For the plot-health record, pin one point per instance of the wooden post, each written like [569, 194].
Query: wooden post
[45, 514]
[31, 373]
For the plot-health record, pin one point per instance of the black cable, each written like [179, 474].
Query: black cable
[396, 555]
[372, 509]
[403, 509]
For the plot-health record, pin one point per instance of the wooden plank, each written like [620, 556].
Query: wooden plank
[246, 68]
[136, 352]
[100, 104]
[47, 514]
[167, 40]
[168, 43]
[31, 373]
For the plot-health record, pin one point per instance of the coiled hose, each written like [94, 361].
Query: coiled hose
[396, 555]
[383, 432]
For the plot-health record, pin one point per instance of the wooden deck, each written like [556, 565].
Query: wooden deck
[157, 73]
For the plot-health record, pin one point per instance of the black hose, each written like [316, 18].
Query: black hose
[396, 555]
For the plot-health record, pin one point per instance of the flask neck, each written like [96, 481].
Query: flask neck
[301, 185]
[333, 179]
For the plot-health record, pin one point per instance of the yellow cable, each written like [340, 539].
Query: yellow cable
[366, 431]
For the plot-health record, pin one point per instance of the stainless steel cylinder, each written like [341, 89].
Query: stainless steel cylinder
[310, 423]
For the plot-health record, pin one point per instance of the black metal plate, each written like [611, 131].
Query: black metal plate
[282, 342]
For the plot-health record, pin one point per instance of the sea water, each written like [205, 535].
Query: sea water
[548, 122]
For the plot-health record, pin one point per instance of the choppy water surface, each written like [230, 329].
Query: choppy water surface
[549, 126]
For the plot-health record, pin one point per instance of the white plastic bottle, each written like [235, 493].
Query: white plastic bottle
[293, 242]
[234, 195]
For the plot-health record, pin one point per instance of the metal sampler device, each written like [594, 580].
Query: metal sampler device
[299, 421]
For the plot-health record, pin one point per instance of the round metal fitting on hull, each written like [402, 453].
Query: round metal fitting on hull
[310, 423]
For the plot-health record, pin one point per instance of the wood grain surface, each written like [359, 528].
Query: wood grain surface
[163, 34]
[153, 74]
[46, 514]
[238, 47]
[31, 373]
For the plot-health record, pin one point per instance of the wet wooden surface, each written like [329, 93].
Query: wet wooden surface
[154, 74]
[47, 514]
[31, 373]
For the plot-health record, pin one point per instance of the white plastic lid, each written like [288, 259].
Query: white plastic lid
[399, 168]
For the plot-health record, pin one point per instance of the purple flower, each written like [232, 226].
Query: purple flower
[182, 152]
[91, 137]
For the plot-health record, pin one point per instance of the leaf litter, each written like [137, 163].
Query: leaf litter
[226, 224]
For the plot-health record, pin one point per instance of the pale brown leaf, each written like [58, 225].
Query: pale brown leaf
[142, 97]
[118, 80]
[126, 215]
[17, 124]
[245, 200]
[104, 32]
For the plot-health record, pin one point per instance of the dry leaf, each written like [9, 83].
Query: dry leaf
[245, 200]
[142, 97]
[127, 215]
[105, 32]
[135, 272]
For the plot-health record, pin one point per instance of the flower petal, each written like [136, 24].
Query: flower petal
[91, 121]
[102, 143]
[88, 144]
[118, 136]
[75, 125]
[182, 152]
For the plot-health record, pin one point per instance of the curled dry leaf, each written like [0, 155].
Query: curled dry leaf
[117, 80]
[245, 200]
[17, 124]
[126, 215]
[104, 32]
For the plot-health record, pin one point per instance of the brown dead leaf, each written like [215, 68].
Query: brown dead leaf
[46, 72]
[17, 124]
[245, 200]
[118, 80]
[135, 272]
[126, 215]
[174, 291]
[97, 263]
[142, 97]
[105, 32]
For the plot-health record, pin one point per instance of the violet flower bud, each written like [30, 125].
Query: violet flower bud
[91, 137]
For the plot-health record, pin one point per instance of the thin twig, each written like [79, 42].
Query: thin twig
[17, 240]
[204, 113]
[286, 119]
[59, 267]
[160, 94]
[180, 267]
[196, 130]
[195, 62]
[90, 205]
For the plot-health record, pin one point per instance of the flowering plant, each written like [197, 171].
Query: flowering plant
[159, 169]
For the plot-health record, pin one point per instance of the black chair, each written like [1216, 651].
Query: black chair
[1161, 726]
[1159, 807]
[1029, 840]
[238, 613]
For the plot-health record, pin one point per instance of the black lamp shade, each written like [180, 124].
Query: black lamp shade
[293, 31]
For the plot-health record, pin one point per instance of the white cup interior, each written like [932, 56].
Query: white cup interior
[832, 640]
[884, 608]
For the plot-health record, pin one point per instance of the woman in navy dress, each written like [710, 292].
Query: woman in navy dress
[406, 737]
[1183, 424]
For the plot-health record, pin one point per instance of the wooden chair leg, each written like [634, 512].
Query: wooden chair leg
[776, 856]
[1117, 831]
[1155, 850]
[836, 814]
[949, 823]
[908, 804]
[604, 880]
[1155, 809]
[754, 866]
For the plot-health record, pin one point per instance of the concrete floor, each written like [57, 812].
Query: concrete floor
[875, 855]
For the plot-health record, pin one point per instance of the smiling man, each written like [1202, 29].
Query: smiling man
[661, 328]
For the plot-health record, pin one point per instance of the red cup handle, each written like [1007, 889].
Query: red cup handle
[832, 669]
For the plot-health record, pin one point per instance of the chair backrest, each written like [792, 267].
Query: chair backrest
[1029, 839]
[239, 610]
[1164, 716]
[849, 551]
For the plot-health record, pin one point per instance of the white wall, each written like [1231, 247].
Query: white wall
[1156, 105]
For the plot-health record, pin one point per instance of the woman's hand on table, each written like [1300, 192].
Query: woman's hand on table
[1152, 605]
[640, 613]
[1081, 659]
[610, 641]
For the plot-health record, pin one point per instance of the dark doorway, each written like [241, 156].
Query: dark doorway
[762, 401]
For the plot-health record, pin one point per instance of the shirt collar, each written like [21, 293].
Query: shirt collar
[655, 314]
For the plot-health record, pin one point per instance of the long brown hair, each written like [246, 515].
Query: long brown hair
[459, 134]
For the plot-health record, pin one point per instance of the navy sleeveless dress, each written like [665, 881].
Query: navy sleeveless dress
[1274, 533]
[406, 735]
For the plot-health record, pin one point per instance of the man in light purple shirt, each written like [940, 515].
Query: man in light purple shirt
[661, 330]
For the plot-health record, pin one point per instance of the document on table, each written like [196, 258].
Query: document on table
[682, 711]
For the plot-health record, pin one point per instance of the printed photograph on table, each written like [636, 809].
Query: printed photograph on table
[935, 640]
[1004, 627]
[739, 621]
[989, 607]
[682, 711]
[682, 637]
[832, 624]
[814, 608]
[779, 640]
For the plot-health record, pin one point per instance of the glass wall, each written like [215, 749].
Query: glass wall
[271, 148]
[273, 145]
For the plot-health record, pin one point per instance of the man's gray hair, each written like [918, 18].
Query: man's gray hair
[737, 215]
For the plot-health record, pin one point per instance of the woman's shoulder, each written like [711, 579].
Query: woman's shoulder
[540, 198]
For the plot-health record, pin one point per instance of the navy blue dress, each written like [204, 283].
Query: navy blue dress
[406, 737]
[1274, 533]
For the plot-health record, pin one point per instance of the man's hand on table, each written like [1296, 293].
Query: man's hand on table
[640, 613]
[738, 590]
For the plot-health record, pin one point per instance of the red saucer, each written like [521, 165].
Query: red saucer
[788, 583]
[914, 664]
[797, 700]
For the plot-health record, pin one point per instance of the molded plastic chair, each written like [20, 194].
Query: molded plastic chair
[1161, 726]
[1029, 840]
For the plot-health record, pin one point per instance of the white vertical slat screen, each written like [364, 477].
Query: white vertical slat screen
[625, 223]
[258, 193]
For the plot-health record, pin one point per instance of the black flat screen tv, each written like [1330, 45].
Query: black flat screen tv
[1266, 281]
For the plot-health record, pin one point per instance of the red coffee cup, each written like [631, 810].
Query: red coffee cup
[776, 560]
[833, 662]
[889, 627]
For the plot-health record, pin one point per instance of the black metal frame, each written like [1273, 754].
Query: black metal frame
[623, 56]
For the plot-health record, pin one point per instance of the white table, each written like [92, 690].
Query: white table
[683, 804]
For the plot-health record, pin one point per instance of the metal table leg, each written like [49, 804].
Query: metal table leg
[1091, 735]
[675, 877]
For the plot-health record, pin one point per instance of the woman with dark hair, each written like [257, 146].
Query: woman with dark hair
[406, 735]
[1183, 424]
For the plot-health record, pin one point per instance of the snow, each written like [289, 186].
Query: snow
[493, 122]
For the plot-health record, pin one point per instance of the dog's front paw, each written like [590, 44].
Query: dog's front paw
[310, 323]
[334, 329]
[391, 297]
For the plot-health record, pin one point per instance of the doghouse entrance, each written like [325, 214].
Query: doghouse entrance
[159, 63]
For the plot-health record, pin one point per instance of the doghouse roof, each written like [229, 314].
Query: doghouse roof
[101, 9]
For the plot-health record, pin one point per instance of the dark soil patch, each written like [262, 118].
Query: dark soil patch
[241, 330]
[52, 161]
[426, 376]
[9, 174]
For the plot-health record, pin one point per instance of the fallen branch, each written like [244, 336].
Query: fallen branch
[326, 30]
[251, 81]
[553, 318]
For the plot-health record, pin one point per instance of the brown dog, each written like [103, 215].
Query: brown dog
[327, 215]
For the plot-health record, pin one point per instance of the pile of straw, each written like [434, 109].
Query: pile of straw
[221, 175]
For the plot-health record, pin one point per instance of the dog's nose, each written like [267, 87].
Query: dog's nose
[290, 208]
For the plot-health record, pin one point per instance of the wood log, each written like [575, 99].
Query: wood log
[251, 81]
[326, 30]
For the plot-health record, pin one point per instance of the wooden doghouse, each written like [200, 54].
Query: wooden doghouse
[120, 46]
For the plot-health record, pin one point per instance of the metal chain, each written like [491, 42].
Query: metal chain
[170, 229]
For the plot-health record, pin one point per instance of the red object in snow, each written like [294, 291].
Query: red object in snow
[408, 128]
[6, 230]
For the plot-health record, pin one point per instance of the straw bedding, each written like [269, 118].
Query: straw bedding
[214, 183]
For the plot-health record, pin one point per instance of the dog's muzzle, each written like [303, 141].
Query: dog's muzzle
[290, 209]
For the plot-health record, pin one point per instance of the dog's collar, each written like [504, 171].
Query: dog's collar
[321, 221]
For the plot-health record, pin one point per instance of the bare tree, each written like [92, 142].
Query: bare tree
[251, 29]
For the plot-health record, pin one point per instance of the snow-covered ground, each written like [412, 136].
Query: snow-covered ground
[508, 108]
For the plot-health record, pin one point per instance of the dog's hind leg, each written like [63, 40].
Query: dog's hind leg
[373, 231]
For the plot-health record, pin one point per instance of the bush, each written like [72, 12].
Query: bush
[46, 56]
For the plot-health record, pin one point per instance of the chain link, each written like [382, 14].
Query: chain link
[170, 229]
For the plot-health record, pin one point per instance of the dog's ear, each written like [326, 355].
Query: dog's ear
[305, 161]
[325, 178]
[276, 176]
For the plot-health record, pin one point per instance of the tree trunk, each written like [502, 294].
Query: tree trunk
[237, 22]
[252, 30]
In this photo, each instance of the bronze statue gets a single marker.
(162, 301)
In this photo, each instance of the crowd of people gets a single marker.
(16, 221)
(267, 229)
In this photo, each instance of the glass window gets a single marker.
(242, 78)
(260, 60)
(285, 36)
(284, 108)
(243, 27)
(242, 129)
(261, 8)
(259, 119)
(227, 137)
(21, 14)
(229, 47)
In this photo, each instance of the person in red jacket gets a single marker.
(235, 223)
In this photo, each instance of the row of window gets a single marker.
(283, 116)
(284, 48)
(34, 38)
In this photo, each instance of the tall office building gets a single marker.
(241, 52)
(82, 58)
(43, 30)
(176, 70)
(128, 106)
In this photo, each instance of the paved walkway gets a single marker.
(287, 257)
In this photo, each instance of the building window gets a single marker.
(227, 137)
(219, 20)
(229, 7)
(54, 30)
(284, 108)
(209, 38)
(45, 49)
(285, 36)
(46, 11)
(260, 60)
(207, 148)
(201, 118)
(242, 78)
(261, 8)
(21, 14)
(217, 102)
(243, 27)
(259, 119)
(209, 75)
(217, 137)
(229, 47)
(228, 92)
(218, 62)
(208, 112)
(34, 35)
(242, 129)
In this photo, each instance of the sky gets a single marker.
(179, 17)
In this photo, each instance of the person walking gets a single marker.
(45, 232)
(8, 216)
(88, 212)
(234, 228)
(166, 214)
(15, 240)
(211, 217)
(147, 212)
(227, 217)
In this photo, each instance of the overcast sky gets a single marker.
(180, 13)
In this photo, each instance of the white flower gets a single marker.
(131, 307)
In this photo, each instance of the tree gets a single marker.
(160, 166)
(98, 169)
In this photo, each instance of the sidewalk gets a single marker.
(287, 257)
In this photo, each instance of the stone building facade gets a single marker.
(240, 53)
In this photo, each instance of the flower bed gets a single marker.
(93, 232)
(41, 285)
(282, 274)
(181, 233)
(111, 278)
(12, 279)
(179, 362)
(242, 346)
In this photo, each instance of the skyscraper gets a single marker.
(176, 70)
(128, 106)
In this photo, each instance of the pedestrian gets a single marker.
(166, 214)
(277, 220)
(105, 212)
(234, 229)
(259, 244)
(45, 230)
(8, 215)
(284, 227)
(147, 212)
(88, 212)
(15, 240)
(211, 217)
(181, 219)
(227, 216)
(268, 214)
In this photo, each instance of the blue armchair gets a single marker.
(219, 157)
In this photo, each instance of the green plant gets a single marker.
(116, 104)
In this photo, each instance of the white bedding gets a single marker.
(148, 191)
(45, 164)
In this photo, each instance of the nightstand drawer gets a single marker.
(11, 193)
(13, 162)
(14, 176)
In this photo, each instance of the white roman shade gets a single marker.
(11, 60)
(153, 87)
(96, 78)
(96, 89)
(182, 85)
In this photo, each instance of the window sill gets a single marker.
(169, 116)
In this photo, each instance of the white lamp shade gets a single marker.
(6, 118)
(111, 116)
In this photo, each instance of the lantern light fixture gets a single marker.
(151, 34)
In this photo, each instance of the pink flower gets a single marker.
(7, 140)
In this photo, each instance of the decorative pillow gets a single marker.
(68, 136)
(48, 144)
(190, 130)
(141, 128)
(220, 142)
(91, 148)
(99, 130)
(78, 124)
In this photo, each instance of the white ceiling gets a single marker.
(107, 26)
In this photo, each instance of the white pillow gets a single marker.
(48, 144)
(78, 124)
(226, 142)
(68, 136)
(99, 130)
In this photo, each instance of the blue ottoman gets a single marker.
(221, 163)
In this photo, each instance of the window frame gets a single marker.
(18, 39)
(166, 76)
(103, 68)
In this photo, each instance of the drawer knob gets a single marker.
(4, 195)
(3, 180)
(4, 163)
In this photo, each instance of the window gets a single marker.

Task ▸
Give back exactly the lines beginning at the one with "In this photo, each instance of the pedestrian" and ending at the final line of the material; both boundary lines belong in it.

Full output ▸
In this photo, each instance of the pedestrian gets a single marker.
(166, 214)
(277, 220)
(105, 212)
(234, 229)
(259, 244)
(45, 230)
(8, 215)
(284, 227)
(147, 212)
(88, 212)
(15, 240)
(211, 217)
(181, 219)
(227, 216)
(268, 214)
In this photo, each instance of the blue armchair gets a single marker.
(219, 157)
In this photo, each instance of the green plant gets a single marker.
(116, 104)
In this photo, each instance of the white bedding gets a single marker.
(148, 191)
(45, 164)
In this photo, each instance of the nightstand drawer gets a single marker.
(11, 193)
(13, 162)
(14, 176)
In this photo, each instance of the white roman shade gets a single marker.
(11, 60)
(153, 87)
(96, 78)
(96, 89)
(182, 85)
In this photo, each instance of the window sill gets a single marker.
(169, 116)
In this photo, each instance of the white lamp shade gets a single marker.
(6, 118)
(111, 116)
In this photo, each instance of the lantern light fixture gets a single marker.
(151, 34)
In this photo, each instance of the pink flower gets a single marker.
(7, 140)
In this photo, each instance of the decorative pillow gets a single marker.
(68, 136)
(48, 144)
(190, 130)
(141, 128)
(220, 142)
(91, 148)
(99, 130)
(78, 124)
In this photo, each instance of the white ceiling gets a single marker.
(107, 26)
In this photo, each instance of the white pillow gets a single marker.
(48, 144)
(78, 124)
(226, 142)
(68, 136)
(99, 130)
In this photo, each instance of the blue ottoman gets a single marker.
(221, 163)
In this photo, each instance of the window frame gets a single marker.
(18, 39)
(166, 76)
(103, 68)
In this photo, each instance of the drawer knob gets a single marker.
(4, 195)
(3, 180)
(4, 163)
In this photo, each instance of the window gets a single marker.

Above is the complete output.